__Set task__: Copy out word for word the items from the line containing "of the seagull" up to and including the line containing "[[602, 410]]".

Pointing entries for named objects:
══════════════════════════════
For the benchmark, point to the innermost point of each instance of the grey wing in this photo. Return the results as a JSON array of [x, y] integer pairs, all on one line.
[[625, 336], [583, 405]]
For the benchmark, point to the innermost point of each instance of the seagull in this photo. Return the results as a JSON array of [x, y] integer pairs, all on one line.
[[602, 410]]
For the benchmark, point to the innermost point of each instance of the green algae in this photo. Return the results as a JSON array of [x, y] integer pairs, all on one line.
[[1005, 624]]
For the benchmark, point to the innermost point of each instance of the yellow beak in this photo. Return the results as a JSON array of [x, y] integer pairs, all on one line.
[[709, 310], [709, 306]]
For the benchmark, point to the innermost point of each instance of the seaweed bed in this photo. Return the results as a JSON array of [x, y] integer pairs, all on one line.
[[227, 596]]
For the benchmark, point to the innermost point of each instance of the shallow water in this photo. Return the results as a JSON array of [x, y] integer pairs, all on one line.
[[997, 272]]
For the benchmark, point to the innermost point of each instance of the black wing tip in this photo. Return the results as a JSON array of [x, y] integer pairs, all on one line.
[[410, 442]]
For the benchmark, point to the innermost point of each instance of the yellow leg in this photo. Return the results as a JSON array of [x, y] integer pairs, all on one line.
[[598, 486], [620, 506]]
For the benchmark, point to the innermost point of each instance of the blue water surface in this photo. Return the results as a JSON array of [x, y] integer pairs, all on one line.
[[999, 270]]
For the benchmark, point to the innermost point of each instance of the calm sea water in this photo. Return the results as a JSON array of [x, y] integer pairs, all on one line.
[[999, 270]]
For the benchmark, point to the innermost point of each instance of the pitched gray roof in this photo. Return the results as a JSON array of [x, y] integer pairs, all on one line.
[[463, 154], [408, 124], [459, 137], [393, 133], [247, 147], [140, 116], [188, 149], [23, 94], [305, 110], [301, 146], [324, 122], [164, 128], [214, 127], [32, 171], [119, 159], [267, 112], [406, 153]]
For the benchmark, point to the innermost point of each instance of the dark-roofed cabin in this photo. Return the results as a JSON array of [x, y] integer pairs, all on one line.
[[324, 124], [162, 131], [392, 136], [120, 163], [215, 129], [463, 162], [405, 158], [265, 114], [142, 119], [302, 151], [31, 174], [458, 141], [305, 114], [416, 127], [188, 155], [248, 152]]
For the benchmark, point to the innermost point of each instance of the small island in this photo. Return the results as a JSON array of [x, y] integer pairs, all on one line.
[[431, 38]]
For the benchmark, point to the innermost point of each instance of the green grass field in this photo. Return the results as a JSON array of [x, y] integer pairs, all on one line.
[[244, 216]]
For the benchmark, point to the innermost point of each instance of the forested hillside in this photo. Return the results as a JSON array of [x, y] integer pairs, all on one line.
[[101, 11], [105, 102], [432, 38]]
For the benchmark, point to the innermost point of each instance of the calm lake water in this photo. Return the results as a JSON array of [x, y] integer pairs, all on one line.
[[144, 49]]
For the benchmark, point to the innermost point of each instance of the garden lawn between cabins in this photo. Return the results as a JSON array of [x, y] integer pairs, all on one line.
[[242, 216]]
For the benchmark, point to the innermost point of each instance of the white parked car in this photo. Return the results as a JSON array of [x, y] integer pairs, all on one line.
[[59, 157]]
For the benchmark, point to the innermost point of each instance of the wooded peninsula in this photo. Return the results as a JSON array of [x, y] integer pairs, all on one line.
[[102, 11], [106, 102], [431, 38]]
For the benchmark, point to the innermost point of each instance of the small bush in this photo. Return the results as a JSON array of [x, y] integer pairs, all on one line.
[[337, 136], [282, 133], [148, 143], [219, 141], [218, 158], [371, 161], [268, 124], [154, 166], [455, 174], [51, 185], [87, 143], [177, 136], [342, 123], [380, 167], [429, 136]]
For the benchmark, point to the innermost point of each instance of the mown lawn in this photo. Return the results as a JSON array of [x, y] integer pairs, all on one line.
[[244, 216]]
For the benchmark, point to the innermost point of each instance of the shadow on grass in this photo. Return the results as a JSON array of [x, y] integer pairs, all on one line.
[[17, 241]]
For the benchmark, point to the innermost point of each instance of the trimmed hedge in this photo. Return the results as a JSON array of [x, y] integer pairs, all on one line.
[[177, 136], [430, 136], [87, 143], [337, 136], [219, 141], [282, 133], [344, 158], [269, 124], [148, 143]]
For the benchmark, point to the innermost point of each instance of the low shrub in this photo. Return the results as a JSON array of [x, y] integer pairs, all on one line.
══════════════════════════════
__Reply__:
For the benchmark, point to the innermost point of each instance of the seagull in this photo. Return the results as a JSON array of [x, y] integer pairs, all on one line.
[[602, 410]]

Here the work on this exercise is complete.